What you should do =>
In the entries that follow, copy exactly each line from the first through the line with "One point belongs to every instance of the white baseball".

--- Record set ---

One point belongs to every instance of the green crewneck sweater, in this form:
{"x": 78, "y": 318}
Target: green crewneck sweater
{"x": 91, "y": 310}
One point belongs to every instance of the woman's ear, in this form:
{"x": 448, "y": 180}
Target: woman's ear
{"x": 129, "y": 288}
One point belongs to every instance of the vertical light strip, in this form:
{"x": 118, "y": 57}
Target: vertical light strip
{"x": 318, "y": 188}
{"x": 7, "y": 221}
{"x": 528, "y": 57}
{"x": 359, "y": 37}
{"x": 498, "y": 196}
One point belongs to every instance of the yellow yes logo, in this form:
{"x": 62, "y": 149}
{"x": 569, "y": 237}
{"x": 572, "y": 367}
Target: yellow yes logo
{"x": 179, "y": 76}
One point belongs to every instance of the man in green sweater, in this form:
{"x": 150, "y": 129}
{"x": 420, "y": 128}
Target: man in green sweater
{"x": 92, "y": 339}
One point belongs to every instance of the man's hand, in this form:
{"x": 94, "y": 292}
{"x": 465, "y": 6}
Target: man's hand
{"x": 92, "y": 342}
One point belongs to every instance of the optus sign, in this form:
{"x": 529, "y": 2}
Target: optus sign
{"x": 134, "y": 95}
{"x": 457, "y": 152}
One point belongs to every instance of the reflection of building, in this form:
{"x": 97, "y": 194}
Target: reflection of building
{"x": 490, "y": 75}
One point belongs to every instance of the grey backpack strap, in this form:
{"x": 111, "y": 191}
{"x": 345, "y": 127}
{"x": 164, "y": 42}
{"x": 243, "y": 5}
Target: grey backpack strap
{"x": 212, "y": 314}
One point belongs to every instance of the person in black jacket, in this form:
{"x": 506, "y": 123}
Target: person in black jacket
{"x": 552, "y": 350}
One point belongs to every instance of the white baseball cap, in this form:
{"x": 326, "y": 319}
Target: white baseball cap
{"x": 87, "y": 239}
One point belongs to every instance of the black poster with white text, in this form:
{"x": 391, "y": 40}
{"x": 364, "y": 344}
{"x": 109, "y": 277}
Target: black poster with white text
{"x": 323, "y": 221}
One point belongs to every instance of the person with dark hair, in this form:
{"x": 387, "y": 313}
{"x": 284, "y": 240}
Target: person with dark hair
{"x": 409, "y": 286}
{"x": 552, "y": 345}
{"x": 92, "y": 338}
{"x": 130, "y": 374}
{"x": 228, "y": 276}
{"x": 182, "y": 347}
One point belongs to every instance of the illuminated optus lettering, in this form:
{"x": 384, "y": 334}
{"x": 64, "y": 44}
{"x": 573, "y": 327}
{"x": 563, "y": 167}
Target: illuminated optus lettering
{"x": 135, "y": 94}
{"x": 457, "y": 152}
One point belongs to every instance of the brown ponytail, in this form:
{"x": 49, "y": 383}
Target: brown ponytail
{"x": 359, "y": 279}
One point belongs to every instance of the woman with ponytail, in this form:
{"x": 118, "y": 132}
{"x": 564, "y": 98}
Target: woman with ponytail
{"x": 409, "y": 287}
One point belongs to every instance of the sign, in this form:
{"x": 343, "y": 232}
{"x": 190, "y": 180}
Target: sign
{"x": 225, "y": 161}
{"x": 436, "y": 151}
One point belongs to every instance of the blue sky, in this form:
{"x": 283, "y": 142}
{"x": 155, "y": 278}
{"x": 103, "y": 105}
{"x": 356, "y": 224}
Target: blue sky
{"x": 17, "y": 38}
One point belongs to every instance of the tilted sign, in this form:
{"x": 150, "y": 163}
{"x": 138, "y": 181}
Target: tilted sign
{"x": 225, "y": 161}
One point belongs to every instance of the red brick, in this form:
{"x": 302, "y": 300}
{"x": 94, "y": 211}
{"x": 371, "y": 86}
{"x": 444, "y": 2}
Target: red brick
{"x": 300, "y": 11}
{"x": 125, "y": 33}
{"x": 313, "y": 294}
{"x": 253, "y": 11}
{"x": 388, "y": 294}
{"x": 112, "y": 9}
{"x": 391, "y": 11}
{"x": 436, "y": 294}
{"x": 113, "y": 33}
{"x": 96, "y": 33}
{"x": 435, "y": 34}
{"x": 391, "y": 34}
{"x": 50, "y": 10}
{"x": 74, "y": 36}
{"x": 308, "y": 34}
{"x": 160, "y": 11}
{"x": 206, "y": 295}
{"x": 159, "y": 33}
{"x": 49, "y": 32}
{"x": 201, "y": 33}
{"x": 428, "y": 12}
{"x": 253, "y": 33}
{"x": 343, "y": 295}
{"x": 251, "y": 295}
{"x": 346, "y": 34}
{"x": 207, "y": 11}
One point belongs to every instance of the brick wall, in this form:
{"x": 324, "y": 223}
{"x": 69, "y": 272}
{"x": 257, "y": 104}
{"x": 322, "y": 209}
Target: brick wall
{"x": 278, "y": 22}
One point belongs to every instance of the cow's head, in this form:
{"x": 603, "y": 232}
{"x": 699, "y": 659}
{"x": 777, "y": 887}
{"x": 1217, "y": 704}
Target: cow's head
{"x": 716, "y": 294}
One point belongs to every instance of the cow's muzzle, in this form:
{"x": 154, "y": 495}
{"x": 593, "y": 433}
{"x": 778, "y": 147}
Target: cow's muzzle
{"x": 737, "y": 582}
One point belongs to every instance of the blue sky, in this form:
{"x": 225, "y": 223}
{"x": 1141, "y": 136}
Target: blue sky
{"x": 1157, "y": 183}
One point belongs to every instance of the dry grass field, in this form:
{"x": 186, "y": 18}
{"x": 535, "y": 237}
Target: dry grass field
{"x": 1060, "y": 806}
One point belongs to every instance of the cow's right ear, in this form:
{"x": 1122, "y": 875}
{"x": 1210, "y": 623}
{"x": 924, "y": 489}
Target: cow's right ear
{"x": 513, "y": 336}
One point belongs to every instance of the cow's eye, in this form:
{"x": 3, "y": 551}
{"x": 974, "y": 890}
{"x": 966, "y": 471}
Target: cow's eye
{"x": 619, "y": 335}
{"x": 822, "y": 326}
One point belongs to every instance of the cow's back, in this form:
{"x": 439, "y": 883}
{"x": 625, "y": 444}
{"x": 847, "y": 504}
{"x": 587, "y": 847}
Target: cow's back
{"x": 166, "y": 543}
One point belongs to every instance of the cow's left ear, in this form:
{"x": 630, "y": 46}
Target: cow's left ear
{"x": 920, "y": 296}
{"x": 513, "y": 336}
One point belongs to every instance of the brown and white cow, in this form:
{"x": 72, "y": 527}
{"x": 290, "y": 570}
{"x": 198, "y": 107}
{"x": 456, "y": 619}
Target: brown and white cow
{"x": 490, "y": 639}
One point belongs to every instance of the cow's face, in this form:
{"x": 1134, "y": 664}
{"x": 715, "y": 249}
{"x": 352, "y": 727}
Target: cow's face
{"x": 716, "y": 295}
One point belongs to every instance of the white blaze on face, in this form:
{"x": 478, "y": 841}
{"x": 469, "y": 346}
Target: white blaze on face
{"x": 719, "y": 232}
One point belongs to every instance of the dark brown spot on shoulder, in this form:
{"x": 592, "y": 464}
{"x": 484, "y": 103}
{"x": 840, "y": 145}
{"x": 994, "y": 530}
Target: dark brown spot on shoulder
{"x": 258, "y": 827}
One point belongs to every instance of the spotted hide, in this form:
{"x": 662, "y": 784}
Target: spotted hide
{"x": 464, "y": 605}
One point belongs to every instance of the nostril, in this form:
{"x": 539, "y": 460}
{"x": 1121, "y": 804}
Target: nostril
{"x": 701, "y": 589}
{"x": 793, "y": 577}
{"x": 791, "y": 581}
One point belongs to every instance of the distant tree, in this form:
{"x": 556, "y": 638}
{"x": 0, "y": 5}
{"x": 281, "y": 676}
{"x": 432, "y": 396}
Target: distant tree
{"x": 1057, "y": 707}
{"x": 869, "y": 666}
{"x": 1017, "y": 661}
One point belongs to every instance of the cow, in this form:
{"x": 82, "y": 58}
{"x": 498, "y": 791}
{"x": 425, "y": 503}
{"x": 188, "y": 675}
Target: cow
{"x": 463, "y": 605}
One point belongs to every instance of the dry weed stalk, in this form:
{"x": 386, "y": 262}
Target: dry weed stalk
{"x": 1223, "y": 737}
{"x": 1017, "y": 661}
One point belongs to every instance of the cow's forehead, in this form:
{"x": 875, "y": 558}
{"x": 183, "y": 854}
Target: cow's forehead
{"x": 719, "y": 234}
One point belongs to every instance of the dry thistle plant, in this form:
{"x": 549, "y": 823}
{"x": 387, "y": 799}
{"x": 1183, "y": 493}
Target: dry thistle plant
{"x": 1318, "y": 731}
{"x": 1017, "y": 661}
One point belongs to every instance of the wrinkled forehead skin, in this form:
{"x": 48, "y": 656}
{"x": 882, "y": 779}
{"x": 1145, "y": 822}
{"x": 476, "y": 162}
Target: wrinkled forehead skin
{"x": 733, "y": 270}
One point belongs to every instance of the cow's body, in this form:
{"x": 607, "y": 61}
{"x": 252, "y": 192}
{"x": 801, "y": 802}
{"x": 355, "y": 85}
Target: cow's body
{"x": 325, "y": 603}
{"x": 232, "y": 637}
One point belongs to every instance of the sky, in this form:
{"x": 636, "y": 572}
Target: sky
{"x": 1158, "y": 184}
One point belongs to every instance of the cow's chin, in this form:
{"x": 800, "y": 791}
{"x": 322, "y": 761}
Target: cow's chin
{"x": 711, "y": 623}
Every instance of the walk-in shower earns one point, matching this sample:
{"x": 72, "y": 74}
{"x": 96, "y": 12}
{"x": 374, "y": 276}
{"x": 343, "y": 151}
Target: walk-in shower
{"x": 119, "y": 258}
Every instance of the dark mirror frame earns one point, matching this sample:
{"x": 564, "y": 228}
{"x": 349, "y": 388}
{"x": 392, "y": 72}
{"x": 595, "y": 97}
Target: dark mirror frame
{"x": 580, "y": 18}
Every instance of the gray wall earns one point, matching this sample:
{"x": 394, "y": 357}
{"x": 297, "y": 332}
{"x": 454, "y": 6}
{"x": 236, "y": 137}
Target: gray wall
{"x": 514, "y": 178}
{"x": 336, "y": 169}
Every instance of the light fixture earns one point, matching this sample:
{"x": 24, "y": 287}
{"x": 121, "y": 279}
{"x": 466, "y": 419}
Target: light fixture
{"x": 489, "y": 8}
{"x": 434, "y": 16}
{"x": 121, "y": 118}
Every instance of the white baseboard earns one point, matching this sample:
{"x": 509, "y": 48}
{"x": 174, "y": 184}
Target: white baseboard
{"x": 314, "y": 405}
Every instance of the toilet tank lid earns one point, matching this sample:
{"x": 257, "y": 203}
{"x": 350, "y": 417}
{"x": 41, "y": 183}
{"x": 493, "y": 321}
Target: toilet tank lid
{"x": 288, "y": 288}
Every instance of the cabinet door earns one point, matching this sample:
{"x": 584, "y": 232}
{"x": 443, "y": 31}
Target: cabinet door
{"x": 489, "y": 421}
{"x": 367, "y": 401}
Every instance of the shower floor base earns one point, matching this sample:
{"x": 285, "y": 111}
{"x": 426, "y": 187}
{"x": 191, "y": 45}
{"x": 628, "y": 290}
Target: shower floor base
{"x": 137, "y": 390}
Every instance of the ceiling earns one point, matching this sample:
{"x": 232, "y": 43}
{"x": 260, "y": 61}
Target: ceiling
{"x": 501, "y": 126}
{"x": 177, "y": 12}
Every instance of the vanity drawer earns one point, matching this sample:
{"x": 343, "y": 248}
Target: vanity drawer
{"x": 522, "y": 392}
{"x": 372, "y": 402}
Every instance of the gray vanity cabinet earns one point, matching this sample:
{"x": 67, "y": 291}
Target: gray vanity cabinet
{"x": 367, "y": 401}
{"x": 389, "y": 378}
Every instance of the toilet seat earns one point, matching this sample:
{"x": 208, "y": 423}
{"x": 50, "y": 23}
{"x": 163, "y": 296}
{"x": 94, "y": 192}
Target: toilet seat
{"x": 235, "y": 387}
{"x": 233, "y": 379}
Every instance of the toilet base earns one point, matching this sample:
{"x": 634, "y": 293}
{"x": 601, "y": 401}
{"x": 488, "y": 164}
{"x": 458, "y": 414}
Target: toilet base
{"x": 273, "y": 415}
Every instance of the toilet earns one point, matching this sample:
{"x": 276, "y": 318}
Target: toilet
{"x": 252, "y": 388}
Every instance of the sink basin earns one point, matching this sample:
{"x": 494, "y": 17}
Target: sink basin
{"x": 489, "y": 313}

---

Answer to this exercise =>
One point belongs to every instance of the green crewneck sweater, in this form:
{"x": 78, "y": 318}
Target: green crewneck sweater
{"x": 91, "y": 310}
One point belongs to every instance of the woman's ear, in this form:
{"x": 448, "y": 180}
Target: woman's ear
{"x": 129, "y": 288}
One point belongs to every instance of the vertical light strip, in this form:
{"x": 118, "y": 57}
Target: vertical light strip
{"x": 318, "y": 188}
{"x": 7, "y": 221}
{"x": 528, "y": 57}
{"x": 359, "y": 37}
{"x": 498, "y": 196}
One point belongs to every instance of the yellow yes logo, in this form:
{"x": 62, "y": 149}
{"x": 569, "y": 237}
{"x": 572, "y": 367}
Target: yellow yes logo
{"x": 179, "y": 76}
One point belongs to every instance of the man in green sweater, in this form:
{"x": 150, "y": 129}
{"x": 420, "y": 128}
Target: man in green sweater
{"x": 92, "y": 339}
One point belongs to every instance of the man's hand, in this form:
{"x": 94, "y": 292}
{"x": 465, "y": 6}
Target: man's hand
{"x": 92, "y": 342}
One point belongs to every instance of the optus sign, in this form:
{"x": 529, "y": 2}
Target: optus sign
{"x": 134, "y": 95}
{"x": 457, "y": 152}
One point belongs to every instance of the reflection of building, in this form:
{"x": 97, "y": 194}
Target: reflection of building
{"x": 490, "y": 75}
One point belongs to every instance of the grey backpack strap, in this form:
{"x": 111, "y": 191}
{"x": 345, "y": 127}
{"x": 164, "y": 42}
{"x": 243, "y": 5}
Target: grey backpack strap
{"x": 212, "y": 314}
One point belongs to every instance of the person in black jacket, in this form:
{"x": 506, "y": 123}
Target: person in black jacket
{"x": 552, "y": 350}
One point belongs to every instance of the white baseball cap, in this form:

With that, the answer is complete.